*** EXCERPT TO READ ***
If you took that picture exactly from above than yes that that looks a bit wonky.

----------


## Bol Tackshin

For when this is COVID business is all over,  I'd recommend this book.Tuning your compound bow - by Larry Wise. 
https://larrywise.com/product/tuning...ow4th-edition/

 When I still owned a bow it was a real treasure, but I lent it to someone a few years back and it never came back to me.

----------


## silentscope

> If you took that picture exactly from above than yes that that looks a bit wonky.


Is that worth worrying about?

----------


## Stocky

> Is that worth worrying about?


I'd be careful mate. It seems your a bit out of your depth. It's hard to tel from photos but if it is leaning your more likely to derail your bow and have a big fuck up.  It looks like you brought a RTS (ready to shoot) kit. Which is a misnomer. In that they mean it's got all the bits to shoot but is most definitely not tuned. The cams can be moved with bushings if it's similar to my pse which may mean they are out of wack leading to the lean if there is lean (hard to tell from the photos). I'd go to see Paddy Long in Chch after lockdown. Www.bowhunt.co.nz is his website I think.

----------


## silentscope

> I'd be careful mate. It seems your a bit out of your depth. It's hard to tel from photos but if it is leaning your more likely to derail your bow and have a big fuck up.  It looks like you brought a RTS (ready to shoot) kit. Which is a misnomer. In that they mean it's got all the bits to shoot but is most definitely not tuned. The cams can be moved with bushings if it's similar to my pse which may mean they are out of wack leading to the lean if there is lean (hard to tell from the photos). I'd go to see Paddy Long in Chch after lockdown. Www.bowhunt.co.nz is his website I think.


I'm not messing with any of that stuff more just curious of whats normal

----------


## Stocky

> I'm not messing with any of that stuff more just curious of whats normal


What I mean is that to even it out if its a tuning issue you need to usually either swap shims to move cams left or right or add twists to one side on the cable to even up the lean. Both of which require a bow press. What's normal is for the cams limbs and limbs to be parralel with the string. It's not normal to have things not all straight or very close to straight. Derailments are genuinely dodgy and the violence of them often projects the peeps out of the string and has blinded people before.

Shoot it if you like but with the limited info you've provided I'm not going to say it's safe or normal. The irratic bare shaft is telling you something isn't right.

----------


## Boar Freak

I wouldn't shoot it if it's really that much out line. But there is a fairly easy 4 step fix 1. take bow back to place of purchase 2. ask for refund 3. buy Hoyt, Mathews or Bowtech 4. take new bow home and enjoy shooting it.
*** End of EXCERPT TO READ ***
*** DATA SUPPLIED ***
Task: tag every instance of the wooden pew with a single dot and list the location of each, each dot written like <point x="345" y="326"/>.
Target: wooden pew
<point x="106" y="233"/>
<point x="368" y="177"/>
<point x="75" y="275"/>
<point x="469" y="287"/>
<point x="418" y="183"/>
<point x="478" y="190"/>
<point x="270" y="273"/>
*** End of DATA SUPPLIED ***
## WHAT THIS EXERCISE ASKS
1 - From the bow tuning thread, return the passage that begins at the words "I wouldn't shoot" and stops after the words "enjoy shooting it.".
2 - In the bow tuning thread, which two fixes for evening out a lean are said to require a bow press?
3 - List every step of the four-step fix given in the last post of the bow tuning thread.
The entries are separate material and are not connected to the bow tuning thread.

## ANSWER SET
1 -
I wouldn't shoot it if it's really that much out line. But there is a fairly easy 4 step fix 1. take bow back to place of purchase 2. ask for refund 3. buy Hoyt, Mathews or Bowtech 4. take new bow home and enjoy shooting it.

2 - Swapping shims to move the cams left or right, or adding twists to one side on the cable.

3 -
1. Take the bow back to the place of purchase.
2. Ask for a refund.
3. Buy a Hoyt, Mathews or Bowtech.
4. Take the new bow home and enjoy shooting it.